TEKS HASIL EKSTRAKSI |

☆ ☆ ☆ ☆ ☆

Menarik bagaimana peradaban mengalami pergeseran yang sedemikian banyak dalam banyak aspek kehidupan. Mulai dari aspek sosial, ekonomi, politik dan tentunya pemerintahan. Barangnya mungkin sama, tetapi pelaksanaannya sudah begitu berbeda.
Dalam hal demokrasi, juga demikian. Terutama di Indonesia. Demokrasi yang mengedepankan musyawarah mufakat yang dirumuskan ketika negara ini berdiri, telah mengalami pergeseran menjadi demokrasi mayoritas dan popularitas. Sehingga setiap keputusan yang diambil saat ini sangat tergantung kepada jumlah angka siapa yang lebih besar di akhir voting. Apakah itu 1 lawan 499, atau 251 lawan 249, nilainya sama. Hanya soal siapa menang, siapa kalah. Soal subtansi perbedaan, baik tipis atau telak tidak lagi menjadi persoalan.
Demokrasi sejatinya tidak pernah diciptakan sebagai sebuah mekanisme dimana winner takes all. Oleh karena itu perbedaan pendapat setajam apapun lumrah dalam demokrasi. Namun pada Abad 21 setidaknya terdapat variabel baru dalam lingkungan demokrasi. Yaitu penggunaan influencer sebagai pembangun opini atau persepsi publik. Hal semacam ini hampir bisa dikatakan belum pernah terjadi dalam kehidupan demokrasi sebelumnya. Influencer lazim digunakan pada penyelenggaraan pesta demokrasi, namun pasca pesta demokrasi ? Sepertinya tidak pernah.

☆ ☆ ☆ ☆ ☆

DATA HASIL EKSTRAKSI |
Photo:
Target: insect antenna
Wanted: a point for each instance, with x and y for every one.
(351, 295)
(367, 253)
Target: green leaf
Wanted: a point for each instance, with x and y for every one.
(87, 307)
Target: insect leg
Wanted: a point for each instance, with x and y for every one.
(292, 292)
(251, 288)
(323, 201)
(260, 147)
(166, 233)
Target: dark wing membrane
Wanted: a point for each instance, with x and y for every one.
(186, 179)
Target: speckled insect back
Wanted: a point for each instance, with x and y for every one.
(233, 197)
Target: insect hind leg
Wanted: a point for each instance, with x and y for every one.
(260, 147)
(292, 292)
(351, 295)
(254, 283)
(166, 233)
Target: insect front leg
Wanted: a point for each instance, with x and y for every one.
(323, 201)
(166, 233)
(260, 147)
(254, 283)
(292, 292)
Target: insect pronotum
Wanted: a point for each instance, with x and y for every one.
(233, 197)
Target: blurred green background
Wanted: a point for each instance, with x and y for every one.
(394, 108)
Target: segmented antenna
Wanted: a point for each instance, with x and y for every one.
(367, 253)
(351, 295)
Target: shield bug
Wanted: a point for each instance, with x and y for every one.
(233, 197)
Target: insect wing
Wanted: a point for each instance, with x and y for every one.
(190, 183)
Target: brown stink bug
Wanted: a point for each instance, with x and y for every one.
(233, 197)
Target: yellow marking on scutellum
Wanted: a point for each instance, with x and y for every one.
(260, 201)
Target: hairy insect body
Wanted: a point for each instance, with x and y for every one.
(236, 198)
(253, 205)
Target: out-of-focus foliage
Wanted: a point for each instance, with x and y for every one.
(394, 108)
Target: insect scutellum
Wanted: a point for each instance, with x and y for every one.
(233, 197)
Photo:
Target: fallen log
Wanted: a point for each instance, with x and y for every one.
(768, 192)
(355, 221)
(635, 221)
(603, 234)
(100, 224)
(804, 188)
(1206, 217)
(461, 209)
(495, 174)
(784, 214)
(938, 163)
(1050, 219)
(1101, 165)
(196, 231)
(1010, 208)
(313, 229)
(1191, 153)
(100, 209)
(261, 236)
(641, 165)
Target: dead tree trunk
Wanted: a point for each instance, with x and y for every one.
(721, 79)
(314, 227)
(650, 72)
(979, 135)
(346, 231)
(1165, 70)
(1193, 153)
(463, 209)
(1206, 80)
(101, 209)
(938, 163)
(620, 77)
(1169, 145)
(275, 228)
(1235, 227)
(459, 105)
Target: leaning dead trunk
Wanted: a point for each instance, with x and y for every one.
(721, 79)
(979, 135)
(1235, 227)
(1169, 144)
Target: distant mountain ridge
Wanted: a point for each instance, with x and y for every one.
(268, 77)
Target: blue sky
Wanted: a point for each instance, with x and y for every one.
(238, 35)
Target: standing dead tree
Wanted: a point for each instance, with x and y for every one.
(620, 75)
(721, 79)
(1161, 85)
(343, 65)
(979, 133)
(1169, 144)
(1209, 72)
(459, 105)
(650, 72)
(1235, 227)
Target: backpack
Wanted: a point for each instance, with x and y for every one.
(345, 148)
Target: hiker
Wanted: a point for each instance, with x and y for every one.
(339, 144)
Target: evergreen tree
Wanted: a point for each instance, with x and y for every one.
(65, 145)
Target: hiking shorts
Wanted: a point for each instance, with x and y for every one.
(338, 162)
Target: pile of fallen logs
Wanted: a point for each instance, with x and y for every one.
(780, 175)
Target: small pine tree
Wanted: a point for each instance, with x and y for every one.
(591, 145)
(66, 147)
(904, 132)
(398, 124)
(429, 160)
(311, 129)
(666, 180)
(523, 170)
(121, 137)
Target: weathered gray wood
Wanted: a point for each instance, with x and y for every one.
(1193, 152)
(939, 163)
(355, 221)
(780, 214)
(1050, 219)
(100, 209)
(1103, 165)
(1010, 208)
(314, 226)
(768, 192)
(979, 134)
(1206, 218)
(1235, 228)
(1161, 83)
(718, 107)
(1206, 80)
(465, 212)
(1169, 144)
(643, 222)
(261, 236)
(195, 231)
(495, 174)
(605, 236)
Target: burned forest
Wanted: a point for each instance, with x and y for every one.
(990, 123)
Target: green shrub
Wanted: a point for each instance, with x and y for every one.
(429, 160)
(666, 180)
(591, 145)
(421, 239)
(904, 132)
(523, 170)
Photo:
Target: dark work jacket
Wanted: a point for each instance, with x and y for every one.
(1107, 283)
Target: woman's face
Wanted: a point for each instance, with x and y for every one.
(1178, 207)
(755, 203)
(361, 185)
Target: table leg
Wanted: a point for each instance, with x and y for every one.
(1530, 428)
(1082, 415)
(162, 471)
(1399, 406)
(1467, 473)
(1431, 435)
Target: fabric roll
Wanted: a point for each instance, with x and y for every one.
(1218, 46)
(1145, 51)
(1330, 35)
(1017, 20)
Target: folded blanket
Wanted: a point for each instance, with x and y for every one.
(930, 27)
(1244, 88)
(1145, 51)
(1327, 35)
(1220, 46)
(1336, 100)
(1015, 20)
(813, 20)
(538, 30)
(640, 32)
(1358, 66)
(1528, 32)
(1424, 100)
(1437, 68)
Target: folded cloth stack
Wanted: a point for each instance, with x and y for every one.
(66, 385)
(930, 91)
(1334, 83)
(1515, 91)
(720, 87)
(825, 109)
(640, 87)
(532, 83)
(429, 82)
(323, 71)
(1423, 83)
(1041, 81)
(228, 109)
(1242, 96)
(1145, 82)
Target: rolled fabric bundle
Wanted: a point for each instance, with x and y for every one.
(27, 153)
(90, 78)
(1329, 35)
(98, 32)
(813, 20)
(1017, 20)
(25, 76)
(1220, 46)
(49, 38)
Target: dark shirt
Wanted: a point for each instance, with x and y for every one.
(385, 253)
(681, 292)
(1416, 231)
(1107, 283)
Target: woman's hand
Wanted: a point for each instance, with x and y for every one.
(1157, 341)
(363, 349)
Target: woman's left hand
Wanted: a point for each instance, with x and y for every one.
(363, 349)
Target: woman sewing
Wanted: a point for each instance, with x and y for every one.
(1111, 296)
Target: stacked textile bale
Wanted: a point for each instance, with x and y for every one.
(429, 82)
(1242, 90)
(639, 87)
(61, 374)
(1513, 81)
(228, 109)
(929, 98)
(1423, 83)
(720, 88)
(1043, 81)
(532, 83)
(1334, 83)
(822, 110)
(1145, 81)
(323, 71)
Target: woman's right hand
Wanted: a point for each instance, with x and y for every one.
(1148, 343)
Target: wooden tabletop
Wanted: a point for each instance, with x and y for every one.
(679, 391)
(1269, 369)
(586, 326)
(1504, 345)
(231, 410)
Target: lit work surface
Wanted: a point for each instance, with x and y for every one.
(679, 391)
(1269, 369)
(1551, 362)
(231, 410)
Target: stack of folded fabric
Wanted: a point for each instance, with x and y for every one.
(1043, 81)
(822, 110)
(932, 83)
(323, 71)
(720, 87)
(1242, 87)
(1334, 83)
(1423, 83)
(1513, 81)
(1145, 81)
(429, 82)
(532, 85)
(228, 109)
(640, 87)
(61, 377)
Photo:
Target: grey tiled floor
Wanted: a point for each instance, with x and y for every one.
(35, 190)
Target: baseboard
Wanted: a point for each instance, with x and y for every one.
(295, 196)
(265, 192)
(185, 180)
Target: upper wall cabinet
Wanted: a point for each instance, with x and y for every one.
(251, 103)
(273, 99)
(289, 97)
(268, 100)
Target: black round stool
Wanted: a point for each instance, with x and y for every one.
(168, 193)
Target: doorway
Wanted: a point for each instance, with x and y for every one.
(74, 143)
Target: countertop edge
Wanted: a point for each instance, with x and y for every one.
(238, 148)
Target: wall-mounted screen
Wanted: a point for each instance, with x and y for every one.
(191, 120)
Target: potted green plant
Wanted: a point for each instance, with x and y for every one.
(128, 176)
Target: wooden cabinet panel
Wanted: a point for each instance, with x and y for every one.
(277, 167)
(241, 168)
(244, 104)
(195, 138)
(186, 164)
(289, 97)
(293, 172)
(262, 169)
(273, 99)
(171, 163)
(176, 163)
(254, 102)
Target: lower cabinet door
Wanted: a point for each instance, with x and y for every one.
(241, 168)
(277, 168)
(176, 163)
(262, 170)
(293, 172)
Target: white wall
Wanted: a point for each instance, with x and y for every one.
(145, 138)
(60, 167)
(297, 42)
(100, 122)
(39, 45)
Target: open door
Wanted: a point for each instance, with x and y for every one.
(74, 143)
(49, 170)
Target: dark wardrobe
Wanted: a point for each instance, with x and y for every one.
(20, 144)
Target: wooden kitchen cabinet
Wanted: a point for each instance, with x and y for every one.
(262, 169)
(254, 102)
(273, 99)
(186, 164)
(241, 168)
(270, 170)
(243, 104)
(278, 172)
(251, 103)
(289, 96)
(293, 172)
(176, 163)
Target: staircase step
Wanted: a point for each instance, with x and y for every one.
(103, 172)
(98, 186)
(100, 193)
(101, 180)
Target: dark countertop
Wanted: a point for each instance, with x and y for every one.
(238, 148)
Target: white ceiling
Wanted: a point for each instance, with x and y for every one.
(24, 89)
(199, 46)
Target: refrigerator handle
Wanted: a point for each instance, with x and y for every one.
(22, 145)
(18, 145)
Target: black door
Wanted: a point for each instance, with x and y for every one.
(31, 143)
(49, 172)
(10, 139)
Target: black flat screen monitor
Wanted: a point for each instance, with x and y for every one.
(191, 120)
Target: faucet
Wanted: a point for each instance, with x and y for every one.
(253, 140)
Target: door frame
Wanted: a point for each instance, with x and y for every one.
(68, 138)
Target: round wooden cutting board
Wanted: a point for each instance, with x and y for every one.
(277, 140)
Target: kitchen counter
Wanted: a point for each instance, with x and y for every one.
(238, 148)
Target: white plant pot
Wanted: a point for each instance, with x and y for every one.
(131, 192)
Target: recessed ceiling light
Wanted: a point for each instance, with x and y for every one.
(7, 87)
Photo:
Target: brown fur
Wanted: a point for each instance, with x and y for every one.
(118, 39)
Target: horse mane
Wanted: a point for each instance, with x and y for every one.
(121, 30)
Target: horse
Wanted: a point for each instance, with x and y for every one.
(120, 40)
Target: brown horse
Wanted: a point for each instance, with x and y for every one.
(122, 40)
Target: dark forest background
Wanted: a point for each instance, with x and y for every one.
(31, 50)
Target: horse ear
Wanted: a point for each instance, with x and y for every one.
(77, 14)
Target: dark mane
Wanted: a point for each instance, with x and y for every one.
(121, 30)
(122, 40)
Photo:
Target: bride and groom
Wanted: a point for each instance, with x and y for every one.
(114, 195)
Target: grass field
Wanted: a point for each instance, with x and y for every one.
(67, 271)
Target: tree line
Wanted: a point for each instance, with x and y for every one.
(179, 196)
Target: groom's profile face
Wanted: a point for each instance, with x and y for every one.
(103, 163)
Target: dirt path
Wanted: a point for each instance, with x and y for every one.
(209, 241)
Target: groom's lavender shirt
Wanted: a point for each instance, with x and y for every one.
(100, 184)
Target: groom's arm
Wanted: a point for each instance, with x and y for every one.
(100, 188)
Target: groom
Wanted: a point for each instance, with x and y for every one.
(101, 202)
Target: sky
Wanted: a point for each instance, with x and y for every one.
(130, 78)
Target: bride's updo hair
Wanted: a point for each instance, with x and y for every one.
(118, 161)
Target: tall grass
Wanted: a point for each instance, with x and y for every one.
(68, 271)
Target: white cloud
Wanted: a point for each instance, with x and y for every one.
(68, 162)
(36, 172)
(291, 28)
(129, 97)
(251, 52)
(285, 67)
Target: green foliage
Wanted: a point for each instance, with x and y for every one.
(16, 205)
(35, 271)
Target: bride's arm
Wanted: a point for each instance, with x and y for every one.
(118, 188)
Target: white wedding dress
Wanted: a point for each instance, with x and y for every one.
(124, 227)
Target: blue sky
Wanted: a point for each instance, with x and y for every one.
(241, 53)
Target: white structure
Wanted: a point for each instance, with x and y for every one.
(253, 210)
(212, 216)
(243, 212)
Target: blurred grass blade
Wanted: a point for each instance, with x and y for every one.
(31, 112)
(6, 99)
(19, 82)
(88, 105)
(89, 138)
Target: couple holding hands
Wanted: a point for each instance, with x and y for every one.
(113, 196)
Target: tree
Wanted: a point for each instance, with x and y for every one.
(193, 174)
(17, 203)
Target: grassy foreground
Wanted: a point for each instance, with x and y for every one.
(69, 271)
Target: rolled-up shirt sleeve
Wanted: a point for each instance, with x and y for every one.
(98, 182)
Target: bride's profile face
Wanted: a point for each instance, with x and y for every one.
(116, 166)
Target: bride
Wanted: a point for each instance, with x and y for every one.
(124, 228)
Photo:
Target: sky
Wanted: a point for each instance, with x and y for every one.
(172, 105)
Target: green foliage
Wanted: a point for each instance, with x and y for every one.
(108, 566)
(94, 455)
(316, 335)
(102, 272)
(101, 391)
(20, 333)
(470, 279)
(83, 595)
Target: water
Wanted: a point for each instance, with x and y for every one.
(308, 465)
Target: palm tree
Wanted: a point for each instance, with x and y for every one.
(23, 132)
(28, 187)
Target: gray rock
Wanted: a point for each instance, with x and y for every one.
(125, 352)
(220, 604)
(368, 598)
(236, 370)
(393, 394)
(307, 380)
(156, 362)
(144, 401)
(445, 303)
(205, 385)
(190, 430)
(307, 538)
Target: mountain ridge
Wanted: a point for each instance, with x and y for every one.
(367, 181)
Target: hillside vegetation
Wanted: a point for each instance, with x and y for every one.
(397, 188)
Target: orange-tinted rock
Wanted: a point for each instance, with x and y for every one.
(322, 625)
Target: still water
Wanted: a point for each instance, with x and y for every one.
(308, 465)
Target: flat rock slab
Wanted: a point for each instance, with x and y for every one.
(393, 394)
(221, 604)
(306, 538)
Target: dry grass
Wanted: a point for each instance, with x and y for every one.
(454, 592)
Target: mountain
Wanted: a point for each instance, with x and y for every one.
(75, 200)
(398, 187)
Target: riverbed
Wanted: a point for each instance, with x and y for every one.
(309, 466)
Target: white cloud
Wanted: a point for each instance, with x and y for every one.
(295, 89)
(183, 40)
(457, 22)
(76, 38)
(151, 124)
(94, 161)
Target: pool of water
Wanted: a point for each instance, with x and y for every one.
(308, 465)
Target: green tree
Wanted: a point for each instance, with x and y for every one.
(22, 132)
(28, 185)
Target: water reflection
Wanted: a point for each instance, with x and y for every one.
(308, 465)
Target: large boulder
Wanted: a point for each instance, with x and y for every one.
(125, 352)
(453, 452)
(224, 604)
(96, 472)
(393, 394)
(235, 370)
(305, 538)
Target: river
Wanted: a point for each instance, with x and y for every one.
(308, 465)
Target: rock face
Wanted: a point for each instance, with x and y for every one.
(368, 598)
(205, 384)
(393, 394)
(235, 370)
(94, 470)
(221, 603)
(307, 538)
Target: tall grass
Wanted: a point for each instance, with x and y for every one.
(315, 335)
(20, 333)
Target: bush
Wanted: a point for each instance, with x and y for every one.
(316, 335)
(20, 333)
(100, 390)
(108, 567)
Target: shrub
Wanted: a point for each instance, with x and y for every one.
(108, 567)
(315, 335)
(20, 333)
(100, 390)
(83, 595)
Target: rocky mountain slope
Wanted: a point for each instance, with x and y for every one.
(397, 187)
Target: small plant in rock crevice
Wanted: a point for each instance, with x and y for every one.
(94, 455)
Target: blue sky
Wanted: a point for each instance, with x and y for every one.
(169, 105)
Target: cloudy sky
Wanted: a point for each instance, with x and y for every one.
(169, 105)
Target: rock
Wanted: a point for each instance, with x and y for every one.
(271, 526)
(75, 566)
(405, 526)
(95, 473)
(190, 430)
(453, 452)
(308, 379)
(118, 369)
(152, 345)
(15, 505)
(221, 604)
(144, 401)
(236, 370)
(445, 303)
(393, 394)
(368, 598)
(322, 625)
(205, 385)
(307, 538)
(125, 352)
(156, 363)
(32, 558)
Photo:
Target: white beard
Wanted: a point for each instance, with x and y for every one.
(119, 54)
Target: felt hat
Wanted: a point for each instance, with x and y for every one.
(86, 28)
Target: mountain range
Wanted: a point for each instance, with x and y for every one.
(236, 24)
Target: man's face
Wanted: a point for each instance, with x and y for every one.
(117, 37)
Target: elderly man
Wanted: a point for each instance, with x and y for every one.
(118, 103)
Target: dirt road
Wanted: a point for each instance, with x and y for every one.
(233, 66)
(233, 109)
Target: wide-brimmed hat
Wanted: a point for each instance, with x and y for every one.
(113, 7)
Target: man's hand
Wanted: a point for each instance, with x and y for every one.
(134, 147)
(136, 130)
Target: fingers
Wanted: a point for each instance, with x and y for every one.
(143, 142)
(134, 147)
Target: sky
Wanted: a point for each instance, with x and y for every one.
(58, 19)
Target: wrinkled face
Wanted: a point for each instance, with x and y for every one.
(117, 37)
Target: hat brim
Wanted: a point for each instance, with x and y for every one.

☆ ☆ ☆ ☆ ☆

RUMUSAN SOAL A | Ulangi dengan tepat bagian teks tentang pergeseran demokrasi dari "Menarik bagaimana peradaban" sampai "sudah begitu berbeda.".
RUMUSAN SOAL B | Sambunglah teks tentang pergeseran demokrasi di Indonesia itu mulai setelah kalimat terakhirnya.

HASIL AKHIR A |
Menarik bagaimana peradaban mengalami pergeseran yang sedemikian banyak dalam banyak aspek kehidupan. Mulai dari aspek sosial, ekonomi, politik dan tentunya pemerintahan. Barangnya mungkin sama, tetapi pelaksanaannya sudah begitu berbeda.

HASIL AKHIR B |
Sebuah pemerintahan terpilih, yang kemudian menggunakan influencer dalam upaya menciptakan opini publik yang mendukung sebuah kebijakan, jelas merupakan sebuah kejanggalan. Hal semacam ini sekaligus memiliki dampak pergeseran fungsi akan sebuah profesi entertainer atau keartisan, serta lembaga perwakilan rakyat di sebuah negara.
Pertama, hal ini menunjukan bahwa selebritis tidak lagi hanya bekerja pada dunia showbiz atau seni. Namun turut menjadi agen-agen pemerintah dalam meyakinkan publik. Terlepas mereka paham atau tidak terhadap kebijakan yang mereka endorse itu.
Kedua, hal ini menunjukan bahwa lembaga perwakilan rakyat tidak mampu menjalankan fungsinya dengan baik, sehingga peran mereka tergusur oleh seorang influencer yang memiliki jutaan followers di media sosial.
Ketiga, pemerintah bisa saja mengambil kebijakan yang tidak tepat untuk rakyat banyak (dan mereka menyadari itu), namun mereka bisa menggunakan influencer untuk membuat kebijakan tersebut terlihat yang paling tepat di mata publik. Dan semua hal ini dibayar melalui pajak yang diperas dari rakyat itu sendiri. Cukup ironis ketika anda membayar untuk diperbodoh, sementara disaat yang sama banyak anak sekolah pontang-panting menjual sapu lidi demi membeli buku pelajaran.
Masalah dibalik semua fenomena ini adalah jika kemudian kita kembali menyadari sebuah pepatah arab. Bahwa ketika sesuatu urusan diserahkan kepada yang bukan ahlinya, maka tunggulah kehancuran negeri tersebut. Saya tidak bisa membayangkan jika kelak kebijakan-kebijakan penting sebuah negara hanya akan dihasilkan melalui perbincangan kepala negara dengan para influencer di meja makan.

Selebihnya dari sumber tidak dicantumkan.